Directions |
Every entry must be copied word for word.
______
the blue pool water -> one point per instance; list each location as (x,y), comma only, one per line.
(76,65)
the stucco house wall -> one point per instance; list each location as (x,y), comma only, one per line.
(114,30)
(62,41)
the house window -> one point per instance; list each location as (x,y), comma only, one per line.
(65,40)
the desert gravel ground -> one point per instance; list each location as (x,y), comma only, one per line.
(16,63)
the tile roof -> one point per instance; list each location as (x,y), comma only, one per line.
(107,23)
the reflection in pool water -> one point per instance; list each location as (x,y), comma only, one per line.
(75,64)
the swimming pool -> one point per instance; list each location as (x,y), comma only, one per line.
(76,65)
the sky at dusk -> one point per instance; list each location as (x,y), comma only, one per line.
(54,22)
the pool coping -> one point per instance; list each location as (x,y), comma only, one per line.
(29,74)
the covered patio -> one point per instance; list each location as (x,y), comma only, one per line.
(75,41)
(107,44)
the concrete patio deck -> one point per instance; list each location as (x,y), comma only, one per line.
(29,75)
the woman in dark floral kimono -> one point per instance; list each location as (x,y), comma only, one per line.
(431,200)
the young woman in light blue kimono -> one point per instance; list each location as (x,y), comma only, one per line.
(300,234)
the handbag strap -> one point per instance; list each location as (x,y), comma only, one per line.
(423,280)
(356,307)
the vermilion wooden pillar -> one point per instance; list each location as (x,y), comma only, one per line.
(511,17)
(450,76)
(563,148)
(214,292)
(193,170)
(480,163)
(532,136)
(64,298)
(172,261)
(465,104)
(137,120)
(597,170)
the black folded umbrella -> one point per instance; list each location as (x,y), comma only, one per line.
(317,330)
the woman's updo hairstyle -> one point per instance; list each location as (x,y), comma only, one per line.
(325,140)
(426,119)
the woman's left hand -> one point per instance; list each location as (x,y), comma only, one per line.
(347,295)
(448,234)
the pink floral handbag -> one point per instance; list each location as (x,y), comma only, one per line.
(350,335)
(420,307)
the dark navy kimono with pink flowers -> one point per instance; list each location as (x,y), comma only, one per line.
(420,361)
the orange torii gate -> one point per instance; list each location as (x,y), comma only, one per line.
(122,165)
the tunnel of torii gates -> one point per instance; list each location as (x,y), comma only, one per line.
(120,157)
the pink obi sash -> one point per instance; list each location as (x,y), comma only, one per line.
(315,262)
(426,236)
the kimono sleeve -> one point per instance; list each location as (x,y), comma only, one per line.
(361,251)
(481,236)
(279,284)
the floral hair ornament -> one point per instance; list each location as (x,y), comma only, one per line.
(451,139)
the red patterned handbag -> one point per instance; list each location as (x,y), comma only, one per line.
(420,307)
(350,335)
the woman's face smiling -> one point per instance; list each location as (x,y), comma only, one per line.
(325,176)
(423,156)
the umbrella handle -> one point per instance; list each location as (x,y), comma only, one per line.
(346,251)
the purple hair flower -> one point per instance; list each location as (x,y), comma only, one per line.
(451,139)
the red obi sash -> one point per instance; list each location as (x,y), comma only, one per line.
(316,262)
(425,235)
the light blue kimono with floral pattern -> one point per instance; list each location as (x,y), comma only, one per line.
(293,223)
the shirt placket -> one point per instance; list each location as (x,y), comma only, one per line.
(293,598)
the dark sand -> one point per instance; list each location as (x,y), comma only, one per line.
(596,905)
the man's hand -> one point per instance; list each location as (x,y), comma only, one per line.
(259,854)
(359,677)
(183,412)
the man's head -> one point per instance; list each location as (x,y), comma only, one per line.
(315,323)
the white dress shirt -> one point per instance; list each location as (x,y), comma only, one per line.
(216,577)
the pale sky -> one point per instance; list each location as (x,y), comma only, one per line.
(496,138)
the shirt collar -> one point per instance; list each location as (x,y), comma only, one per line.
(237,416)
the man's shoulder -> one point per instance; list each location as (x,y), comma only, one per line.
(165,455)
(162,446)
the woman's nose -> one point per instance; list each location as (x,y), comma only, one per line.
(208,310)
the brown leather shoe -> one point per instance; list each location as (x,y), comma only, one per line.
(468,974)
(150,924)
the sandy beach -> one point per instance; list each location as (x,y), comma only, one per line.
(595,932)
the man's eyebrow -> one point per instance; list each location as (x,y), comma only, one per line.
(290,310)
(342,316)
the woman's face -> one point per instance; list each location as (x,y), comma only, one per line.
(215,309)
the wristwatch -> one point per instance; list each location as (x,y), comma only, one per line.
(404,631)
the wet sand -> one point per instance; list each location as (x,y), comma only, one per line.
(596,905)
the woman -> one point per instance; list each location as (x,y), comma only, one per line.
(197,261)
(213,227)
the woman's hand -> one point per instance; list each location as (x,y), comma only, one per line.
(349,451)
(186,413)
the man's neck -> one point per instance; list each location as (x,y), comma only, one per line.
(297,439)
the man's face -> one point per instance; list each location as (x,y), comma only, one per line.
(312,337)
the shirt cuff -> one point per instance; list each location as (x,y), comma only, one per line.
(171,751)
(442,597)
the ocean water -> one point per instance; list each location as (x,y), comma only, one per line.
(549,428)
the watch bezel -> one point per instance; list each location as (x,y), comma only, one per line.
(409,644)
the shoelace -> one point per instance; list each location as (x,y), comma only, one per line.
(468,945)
______
Answer |
the blue pool water -> one point per instance; list each location as (x,y), comma only, one per line.
(76,65)
the stucco house wall -> one point per instance; list each location as (x,y), comma only, one per line.
(114,30)
(62,41)
the house window -> one point per instance; list each location as (x,y), comma only, one per line.
(65,40)
the desert gravel ground -> one point per instance; list each location as (x,y), comma only, one per line.
(16,63)
the tile roof -> one point per instance; list each location as (x,y), comma only, one per line.
(107,23)
the reflection in pool water -> one point per instance; list each location as (x,y), comma only, one per line.
(75,64)
the swimming pool -> one point per instance; list each location as (x,y), comma only, one per line.
(76,65)
the sky at dusk -> one point per instance; list each location as (x,y), comma only, one per line.
(54,22)
the pool coping -> one point per instance; list each location as (x,y), comma only, one per line.
(29,74)
the covered patio -> one point per instance; list each location as (x,y), comma only, one per line.
(75,41)
(107,44)
the concrete patio deck -> one point per instance; list each location as (x,y), comma only, one per line.
(29,75)
the woman in dark floral kimono -> one point per instance; list each location as (x,y), comma only, one per line.
(431,200)
the young woman in light blue kimono -> one point per instance; list each location as (x,y), comma only, one per line.
(300,234)
the handbag strap -> one point per instance; list each location as (x,y), comma only, one per line.
(423,280)
(356,307)
the vermilion wooden pillar -> one point per instance; list each location as (x,y), comma only, one per line.
(511,17)
(450,76)
(563,148)
(214,292)
(193,170)
(480,163)
(532,136)
(64,298)
(172,261)
(465,104)
(137,120)
(597,170)
the black folded umbrella -> one point per instance; list each location as (x,y), comma only, one per line.
(317,330)
the woman's updo hairstyle -> one point per instance; list each location as (x,y), comma only, one per line.
(325,140)
(426,119)
the woman's left hand -> one point per instance; list each location as (x,y), comma only, one per line.
(347,295)
(448,234)
the pink floral handbag -> one point per instance; list each location as (x,y), comma only, one per line.
(350,335)
(420,307)
the dark navy kimono with pink flowers -> one point per instance; list each location as (x,y), comma only, one per line.
(420,361)
the orange torii gate -> one point per instance; list each location as (x,y), comma only, one per line.
(122,165)
the tunnel of torii gates -> one point per instance; list each location as (x,y), comma only, one per line.
(120,157)
the pink obi sash -> one point per instance; list each location as (x,y), comma only, one per line.
(315,262)
(426,236)
the kimono sleeve -> one point per instance; list each location as (x,y), comma only, one per line.
(361,251)
(481,236)
(279,284)
the floral hair ornament -> one point per instance; list each location as (x,y), comma only, one per line.
(451,139)
the red patterned handbag -> one point per instance; list each location as (x,y), comma only, one per line.
(420,307)
(350,335)
the woman's face smiling -> one point per instance; list each location as (x,y), comma only, one per line.
(325,176)
(423,156)
the umbrella handle -> one point per instance; list each location as (x,y), comma only, one per line.
(346,251)
the purple hair flower -> one point per instance; list each location as (x,y), comma only, one per line.
(451,139)
the red obi sash -> one point per instance; list each location as (x,y), comma only, one per line.
(316,262)
(425,235)
the light blue kimono with floral pattern -> one point per instance; list each location as (x,y), comma only, one per line.
(293,223)
the shirt placket -> one point per instance; list each location as (x,y), comma only, one per line.
(293,598)
the dark sand -> one point per instance; list each location as (x,y), comma only, one per line.
(596,905)
the man's hand -> one point per instance; list each location as (x,y), comma only, one per line.
(259,854)
(359,677)
(183,412)
the man's head -> one point per instance; list each location as (x,y), comma only, one per line.
(315,323)
the white dress shirt -> one point per instance; list each location as (x,y), comma only, one per line.
(216,577)
the pale sky -> one point per instance; list each location as (x,y), comma only, one per line.
(496,138)
the shirt collar -> one point per instance; list each location as (x,y), comma only, one per line.
(237,416)
the man's shoulder -> one point per instance; list each location as (x,y), comma only, one per line.
(165,455)
(162,446)
the woman's nose -> one point per instance; list each location as (x,y), comma only, one per line.
(208,310)
the brown leather shoe -> one point per instance; list each location as (x,y), comma only, one per line.
(468,974)
(150,924)
the sandy beach -> one point per instance; list each location as (x,y), comma only, one per line.
(595,932)
the man's eyebrow -> one point per instance; list each location as (x,y), comma only, one per line.
(290,310)
(342,316)
the woman's face -> one point per instance; list each location as (x,y), comma only, one per line.
(215,309)
the wristwatch -> one point per instance; list each location as (x,y), comma only, one per line.
(404,631)
the wet sand -> one point per instance; list each location as (x,y), comma only, one per line.
(596,905)
the woman -> one point per instance; list each location as (x,y), comma only, one per line.
(197,261)
(213,227)
the woman's hand -> one point per instance; list each location as (x,y), comma only, one per line.
(349,451)
(186,413)
the man's neck -> one point per instance; list each location as (x,y), comma only, one per line.
(297,439)
the man's face -> one point per instance; list each location as (x,y), comma only, one per line.
(312,337)
the shirt cuff -> one point per instance; list each location as (x,y), comma only, one per line.
(171,751)
(442,597)
the ocean water -> one point per instance; list each location as (x,y), comma only, one per line.
(549,428)
the watch bezel -> one point per instance; list each location as (x,y), comma only, one per line.
(409,644)
the shoelace -> one point per instance; list each location as (x,y), comma only, one per line.
(468,945)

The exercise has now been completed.